* [Quoted passage]
⁂

For the majority of multisubunit protein complexes, very low or even negative correlation coefficients were obtained (Figure 3B). Previous bioinformatics studies have suggested that a high protein–mRNA correlation (i.e. the higher the mRNA, the higher the protein) as observed here for kinases and cell-cycle components reflects control of protein abundance primarily at the level of mRNA synthesis, whereas poor correlation is indicative of post-transcriptional control (Greenbaum ). By extension, negative correlations indicate extensive control at the post-transcriptional level (i.e. the higher the mRNA, the lower the protein and vice versa). The subunits of presumed stoichiometric protein complexes such as the 80S ribosome, the 26S proteasome, and the CCT complex would therefore be controlled substantially at the post-transcriptional level.

The poor protein–mRNA correlation for complexes would be expected, if their subunits were coordinately regulated. For example, if all subunits of a protein complex had exactly equal protein and mRNA levels, say 5.0 units and 1.0 unit, respectively, then all data points would coincide at the very same coordinates of a protein versus mRNA plot (x=5; y=1; protein–mRNA ratio=5). Consequently, the protein–mRNA correlation would be zero for the subunits of this protein complex.

Indeed, we noticed that the protein and mRNA data points for many protein complexes were not randomly scattered over the entire data map, but tended to cluster together. To comprehensively illustrate this, we determined the protein–mRNA ratio individually for every protein in a given pathway, family, or complex, and compared it to the entire data set. Individual ratios of functional pathway components were used to determine their location and relative distance on the ratio distribution curve of the entire data set of 1367 protein–mRNA pairs. This reference curve indicates the extent and orientation of the deviations of all observed ratios from the median ratio, which was arbitrarily set to 1.0. The partitioning of pathway components along this curve thus informs about the degree to which they cluster around certain protein–mRNA ratios and their distances from the median. The graphical representation of clustering effects was enhanced by displaying the data points for specific pathway components at equal distance laid over the reference curve, thus causing informative phase shifts of the curves.

⁂

* [Data for analysis]
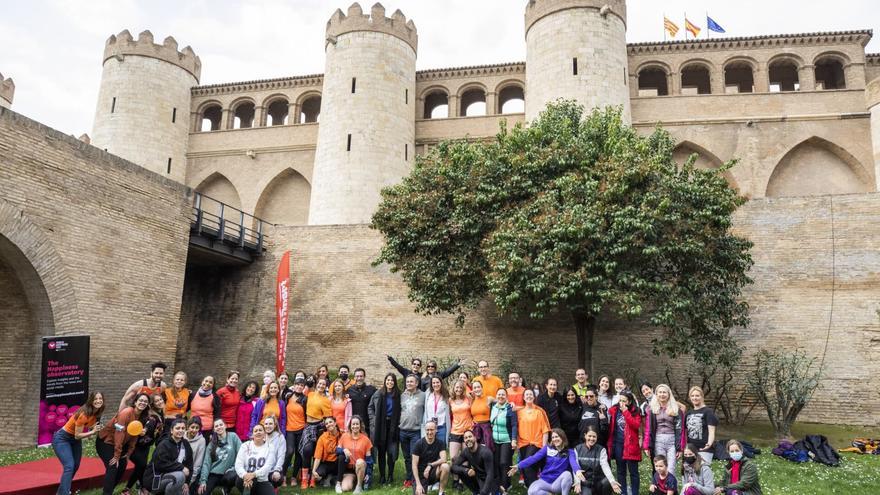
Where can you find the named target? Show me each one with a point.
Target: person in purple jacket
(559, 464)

⁂

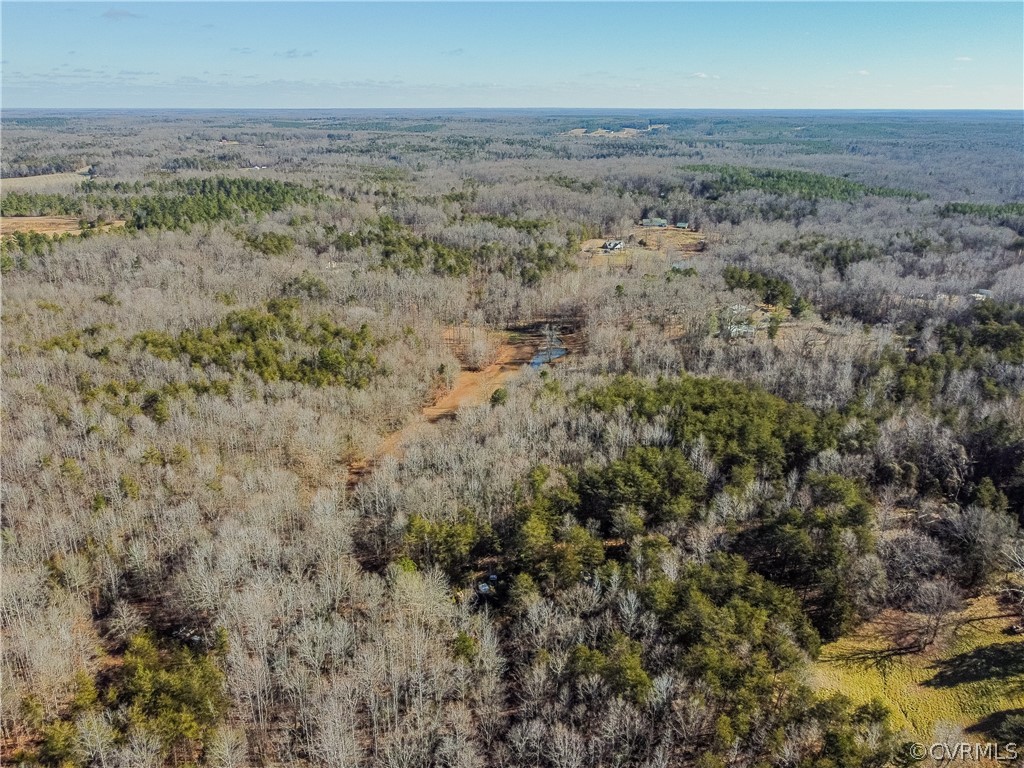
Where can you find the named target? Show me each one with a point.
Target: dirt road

⁂

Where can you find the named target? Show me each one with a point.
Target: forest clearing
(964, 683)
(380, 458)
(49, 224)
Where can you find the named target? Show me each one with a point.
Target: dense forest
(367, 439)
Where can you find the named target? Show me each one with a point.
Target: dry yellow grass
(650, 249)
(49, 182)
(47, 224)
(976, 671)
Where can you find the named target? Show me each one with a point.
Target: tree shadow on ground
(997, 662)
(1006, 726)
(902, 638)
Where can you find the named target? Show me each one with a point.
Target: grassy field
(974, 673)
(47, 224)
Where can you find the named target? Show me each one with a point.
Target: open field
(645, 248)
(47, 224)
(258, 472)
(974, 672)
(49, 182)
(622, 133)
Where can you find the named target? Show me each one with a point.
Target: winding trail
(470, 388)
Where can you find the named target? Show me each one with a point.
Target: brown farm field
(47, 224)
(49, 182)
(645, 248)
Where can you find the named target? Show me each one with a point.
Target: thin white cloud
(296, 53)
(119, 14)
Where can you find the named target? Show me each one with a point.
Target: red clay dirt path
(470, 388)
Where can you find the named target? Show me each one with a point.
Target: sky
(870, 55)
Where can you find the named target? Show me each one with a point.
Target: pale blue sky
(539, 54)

⁂

* [Brief 1] Copy from the protein–mRNA correlation passage, starting at the words "For the majority" and ending after "the post-transcriptional level.".
* [Brief 2] Please list the protein complexes that the protein–mRNA correlation passage names as presumed stoichiometric complexes.
The records have no connection to the protein–mRNA correlation passage.

* [Task answer 1]
For the majority of multisubunit protein complexes, very low or even negative correlation coefficients were obtained (Figure 3B). Previous bioinformatics studies have suggested that a high protein–mRNA correlation (i.e. the higher the mRNA, the higher the protein) as observed here for kinases and cell-cycle components reflects control of protein abundance primarily at the level of mRNA synthesis, whereas poor correlation is indicative of post-transcriptional control (Greenbaum ). By extension, negative correlations indicate extensive control at the post-transcriptional level (i.e. the higher the mRNA, the lower the protein and vice versa). The subunits of presumed stoichiometric protein complexes such as the 80S ribosome, the 26S proteasome, and the CCT complex would therefore be controlled substantially at the post-transcriptional level.

* [Task answer 2]
80S ribosome
26S proteasome
CCT complex